• YOUR TASK:
Everything from the line that contains "Where can you see the sail logo" through the last line of the listing must be copied exactly, with both of those lines included and no others.

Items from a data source
========================================
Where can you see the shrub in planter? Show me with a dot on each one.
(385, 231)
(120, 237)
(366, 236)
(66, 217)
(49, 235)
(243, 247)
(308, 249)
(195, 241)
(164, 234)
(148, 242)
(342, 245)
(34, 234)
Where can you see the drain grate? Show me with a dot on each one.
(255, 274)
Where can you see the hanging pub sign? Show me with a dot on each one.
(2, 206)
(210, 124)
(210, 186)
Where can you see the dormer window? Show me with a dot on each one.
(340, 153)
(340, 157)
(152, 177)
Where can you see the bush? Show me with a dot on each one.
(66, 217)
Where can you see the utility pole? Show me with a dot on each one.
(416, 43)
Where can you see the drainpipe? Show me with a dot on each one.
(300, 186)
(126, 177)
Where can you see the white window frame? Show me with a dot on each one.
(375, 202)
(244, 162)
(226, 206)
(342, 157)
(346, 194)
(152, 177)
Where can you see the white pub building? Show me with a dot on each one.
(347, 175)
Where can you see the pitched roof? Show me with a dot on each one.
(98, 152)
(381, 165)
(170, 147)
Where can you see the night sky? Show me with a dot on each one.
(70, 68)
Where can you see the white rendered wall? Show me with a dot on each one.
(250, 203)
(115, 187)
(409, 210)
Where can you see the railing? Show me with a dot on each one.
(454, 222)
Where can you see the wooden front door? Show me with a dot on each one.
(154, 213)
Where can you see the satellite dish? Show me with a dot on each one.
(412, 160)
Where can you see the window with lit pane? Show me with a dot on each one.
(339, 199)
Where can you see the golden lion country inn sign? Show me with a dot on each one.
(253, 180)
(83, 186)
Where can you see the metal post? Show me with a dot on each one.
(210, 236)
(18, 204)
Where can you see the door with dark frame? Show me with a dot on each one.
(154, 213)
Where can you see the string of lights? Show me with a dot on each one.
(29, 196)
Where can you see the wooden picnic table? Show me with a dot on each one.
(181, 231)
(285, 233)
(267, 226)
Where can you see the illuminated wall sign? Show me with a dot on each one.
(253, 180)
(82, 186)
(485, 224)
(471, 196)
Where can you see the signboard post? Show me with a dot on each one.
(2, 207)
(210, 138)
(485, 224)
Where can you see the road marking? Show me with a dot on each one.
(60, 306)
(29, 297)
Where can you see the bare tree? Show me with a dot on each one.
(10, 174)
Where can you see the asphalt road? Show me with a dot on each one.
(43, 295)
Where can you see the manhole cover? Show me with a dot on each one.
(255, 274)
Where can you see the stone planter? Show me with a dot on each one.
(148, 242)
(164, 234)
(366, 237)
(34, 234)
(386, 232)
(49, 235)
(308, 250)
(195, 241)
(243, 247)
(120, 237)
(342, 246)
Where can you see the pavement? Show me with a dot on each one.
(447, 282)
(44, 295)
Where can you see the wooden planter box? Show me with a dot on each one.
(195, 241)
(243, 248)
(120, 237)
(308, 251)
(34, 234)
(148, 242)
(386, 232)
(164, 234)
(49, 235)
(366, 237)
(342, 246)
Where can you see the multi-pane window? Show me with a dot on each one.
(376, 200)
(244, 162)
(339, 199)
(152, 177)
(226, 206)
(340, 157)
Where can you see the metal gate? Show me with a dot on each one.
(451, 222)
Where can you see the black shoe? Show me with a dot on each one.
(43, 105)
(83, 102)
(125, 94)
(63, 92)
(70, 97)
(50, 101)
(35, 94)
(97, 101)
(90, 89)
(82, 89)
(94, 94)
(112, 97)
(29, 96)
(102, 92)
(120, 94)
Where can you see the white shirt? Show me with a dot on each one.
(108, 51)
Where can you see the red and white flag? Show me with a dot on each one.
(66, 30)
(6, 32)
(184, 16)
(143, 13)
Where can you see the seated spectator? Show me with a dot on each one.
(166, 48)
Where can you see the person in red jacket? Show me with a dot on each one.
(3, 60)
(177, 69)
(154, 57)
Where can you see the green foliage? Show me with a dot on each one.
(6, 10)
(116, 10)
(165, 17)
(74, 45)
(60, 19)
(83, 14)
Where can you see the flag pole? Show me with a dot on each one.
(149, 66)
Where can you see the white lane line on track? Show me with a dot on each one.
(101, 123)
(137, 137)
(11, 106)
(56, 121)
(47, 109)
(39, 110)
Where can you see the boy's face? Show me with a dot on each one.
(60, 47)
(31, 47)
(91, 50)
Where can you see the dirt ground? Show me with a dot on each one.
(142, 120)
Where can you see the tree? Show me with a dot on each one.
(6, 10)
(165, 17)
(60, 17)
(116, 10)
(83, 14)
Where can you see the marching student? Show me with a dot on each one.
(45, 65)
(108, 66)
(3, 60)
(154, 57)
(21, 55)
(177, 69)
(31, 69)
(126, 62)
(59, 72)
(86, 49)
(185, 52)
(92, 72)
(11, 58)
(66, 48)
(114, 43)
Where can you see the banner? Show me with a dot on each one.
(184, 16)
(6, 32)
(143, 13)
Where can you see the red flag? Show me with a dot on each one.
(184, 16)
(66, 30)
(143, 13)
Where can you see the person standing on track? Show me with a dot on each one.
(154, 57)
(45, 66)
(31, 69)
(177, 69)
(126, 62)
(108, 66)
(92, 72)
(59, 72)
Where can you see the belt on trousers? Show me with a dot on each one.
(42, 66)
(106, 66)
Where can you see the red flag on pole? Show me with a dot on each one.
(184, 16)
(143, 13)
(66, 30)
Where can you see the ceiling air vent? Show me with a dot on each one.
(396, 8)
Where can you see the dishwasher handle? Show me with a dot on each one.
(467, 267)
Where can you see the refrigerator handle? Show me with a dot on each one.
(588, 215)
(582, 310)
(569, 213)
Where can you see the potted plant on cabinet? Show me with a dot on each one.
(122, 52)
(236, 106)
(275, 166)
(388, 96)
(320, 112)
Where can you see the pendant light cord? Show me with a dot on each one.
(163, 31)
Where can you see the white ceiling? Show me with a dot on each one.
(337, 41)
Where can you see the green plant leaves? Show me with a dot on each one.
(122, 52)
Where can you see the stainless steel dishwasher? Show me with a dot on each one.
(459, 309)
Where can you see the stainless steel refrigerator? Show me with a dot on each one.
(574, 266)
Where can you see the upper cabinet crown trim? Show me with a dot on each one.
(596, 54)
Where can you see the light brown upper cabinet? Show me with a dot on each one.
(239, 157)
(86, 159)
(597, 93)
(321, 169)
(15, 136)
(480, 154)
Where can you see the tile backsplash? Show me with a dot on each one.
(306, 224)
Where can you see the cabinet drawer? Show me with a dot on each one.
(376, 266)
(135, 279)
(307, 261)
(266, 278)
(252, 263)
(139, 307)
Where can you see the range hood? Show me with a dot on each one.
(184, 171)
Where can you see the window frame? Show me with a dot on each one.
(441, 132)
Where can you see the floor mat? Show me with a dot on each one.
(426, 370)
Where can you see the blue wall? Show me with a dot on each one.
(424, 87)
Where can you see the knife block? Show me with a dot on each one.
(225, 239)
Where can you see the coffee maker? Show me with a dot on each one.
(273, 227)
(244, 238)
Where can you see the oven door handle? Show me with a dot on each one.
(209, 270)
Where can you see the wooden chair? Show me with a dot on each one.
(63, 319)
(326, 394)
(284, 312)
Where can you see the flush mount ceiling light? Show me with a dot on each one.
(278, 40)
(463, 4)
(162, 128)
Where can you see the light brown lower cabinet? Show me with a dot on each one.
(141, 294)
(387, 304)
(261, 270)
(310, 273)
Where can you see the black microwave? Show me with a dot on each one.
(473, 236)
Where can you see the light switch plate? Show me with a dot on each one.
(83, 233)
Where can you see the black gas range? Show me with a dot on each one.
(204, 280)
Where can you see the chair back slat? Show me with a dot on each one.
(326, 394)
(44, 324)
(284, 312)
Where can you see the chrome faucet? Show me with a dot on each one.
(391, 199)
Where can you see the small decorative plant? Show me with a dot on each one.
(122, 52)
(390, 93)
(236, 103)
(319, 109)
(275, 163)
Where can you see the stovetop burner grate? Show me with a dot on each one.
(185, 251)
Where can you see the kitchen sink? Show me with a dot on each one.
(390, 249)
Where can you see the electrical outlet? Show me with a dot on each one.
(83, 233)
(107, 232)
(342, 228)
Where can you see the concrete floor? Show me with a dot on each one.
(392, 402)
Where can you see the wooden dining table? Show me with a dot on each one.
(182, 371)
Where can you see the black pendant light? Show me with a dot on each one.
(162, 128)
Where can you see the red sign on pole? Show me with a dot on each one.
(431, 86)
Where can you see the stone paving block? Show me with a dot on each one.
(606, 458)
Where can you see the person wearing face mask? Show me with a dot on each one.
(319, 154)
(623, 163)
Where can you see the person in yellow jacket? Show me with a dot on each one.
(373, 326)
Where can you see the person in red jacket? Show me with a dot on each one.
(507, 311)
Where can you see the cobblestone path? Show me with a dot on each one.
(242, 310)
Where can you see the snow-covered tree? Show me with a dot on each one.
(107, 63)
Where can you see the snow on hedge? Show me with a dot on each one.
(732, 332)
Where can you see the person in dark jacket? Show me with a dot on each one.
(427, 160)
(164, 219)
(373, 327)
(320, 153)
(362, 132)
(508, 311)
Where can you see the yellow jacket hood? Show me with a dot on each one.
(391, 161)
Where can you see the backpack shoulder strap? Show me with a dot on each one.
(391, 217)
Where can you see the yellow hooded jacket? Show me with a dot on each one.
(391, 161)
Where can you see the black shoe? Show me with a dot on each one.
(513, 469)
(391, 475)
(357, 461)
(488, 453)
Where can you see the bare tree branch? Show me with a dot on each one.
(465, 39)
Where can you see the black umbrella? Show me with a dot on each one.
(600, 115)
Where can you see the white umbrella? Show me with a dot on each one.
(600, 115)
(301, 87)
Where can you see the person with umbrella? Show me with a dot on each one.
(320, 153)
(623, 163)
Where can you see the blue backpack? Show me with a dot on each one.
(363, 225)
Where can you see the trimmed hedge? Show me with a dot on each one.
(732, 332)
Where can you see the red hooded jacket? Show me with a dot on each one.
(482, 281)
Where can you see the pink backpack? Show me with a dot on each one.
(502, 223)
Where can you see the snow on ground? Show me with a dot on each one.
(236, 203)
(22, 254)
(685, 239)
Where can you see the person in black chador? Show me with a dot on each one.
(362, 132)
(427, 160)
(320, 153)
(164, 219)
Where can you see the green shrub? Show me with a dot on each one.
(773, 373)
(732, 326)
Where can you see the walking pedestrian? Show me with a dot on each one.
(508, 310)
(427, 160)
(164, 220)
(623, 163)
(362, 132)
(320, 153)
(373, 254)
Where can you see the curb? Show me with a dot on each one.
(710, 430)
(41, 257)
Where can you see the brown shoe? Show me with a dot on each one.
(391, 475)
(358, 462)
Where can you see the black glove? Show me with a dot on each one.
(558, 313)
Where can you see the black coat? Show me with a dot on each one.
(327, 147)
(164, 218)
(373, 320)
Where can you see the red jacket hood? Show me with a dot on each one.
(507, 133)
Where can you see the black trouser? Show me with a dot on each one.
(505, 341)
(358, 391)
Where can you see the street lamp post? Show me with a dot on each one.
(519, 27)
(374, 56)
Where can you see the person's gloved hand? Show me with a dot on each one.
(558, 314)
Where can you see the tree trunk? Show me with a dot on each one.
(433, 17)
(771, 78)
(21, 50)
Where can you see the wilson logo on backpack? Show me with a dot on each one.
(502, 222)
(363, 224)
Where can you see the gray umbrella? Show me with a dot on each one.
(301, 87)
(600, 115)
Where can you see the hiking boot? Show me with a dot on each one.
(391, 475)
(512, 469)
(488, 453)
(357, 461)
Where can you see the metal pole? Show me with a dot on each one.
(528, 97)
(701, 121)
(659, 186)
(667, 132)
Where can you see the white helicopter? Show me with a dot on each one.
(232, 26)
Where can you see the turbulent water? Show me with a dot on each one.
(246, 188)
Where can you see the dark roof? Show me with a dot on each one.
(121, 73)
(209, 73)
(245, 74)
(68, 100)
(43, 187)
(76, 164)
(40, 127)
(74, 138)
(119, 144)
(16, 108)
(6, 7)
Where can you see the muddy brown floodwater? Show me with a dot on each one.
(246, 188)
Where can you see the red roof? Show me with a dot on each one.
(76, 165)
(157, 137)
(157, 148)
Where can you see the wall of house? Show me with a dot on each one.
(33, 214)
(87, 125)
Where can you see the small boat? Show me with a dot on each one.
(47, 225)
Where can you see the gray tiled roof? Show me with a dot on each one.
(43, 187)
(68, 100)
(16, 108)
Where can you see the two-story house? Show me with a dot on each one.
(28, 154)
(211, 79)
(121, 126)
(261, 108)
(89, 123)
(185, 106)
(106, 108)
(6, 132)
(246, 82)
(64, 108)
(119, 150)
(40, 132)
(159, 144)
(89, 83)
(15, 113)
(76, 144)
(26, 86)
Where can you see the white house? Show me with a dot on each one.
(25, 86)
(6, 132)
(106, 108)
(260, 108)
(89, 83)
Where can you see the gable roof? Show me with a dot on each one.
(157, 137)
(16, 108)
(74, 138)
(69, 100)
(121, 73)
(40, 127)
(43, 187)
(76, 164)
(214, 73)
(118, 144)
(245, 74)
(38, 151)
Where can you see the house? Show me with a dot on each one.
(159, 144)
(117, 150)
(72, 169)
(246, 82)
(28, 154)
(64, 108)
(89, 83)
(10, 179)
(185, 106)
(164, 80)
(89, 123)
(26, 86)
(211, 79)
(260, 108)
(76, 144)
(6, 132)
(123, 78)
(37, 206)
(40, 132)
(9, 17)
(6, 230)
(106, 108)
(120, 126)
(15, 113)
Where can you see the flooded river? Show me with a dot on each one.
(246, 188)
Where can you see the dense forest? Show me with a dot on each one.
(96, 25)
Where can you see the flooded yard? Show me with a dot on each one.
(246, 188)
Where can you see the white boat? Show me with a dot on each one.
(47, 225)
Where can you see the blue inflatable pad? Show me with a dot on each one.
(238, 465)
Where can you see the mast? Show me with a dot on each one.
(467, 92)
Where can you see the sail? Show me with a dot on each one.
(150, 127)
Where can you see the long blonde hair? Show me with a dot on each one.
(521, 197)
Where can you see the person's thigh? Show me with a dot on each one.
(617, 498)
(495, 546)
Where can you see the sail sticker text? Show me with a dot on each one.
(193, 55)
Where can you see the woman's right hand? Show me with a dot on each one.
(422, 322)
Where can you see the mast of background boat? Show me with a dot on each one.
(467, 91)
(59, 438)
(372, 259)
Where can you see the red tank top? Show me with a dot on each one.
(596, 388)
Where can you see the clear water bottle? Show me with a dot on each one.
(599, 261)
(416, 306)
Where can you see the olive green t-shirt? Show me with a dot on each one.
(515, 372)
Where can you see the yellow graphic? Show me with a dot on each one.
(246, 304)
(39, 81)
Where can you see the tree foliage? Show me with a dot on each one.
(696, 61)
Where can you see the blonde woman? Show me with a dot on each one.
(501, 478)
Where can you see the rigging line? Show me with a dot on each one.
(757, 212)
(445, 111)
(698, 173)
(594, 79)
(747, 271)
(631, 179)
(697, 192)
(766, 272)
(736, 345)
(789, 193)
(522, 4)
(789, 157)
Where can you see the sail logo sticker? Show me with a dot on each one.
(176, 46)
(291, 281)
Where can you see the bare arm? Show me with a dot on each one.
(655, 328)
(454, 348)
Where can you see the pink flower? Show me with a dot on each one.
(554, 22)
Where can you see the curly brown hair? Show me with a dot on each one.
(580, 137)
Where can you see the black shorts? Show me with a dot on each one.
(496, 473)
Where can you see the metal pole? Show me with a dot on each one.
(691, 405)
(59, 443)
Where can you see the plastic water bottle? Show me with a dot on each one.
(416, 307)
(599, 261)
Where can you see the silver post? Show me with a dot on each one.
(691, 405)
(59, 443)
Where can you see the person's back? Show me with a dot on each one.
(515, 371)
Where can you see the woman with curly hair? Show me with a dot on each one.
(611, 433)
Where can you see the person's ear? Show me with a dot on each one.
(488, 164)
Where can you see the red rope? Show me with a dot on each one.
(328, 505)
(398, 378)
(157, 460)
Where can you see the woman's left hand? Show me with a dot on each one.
========================================
• RIGHT ANSWER:
Where can you see the sail logo sticker? Show me with a dot on each one.
(176, 46)
(291, 281)
Where can you see the bare arm? Show me with a dot on each one.
(655, 328)
(454, 348)
Where can you see the pink flower? Show me with a dot on each one.
(554, 22)
Where can you see the curly brown hair? Show me with a dot on each one.
(580, 137)
Where can you see the black shorts? Show me with a dot on each one.
(496, 473)
Where can you see the metal pole? Show me with a dot on each one.
(691, 405)
(59, 443)
Where can you see the plastic water bottle? Show me with a dot on each one.
(416, 307)
(599, 261)
Where can you see the silver post? Show me with a dot on each one.
(691, 405)
(59, 443)
Where can you see the person's back? Show me with a dot on each one.
(515, 371)
Where can you see the woman with curly hair? Show me with a dot on each one.
(611, 433)
Where can you see the person's ear? Show me with a dot on each one.
(488, 164)
Where can you see the red rope? Show me with a dot on each one.
(328, 505)
(398, 378)
(157, 460)
Where can you see the woman's left hand? Show me with a dot on each one.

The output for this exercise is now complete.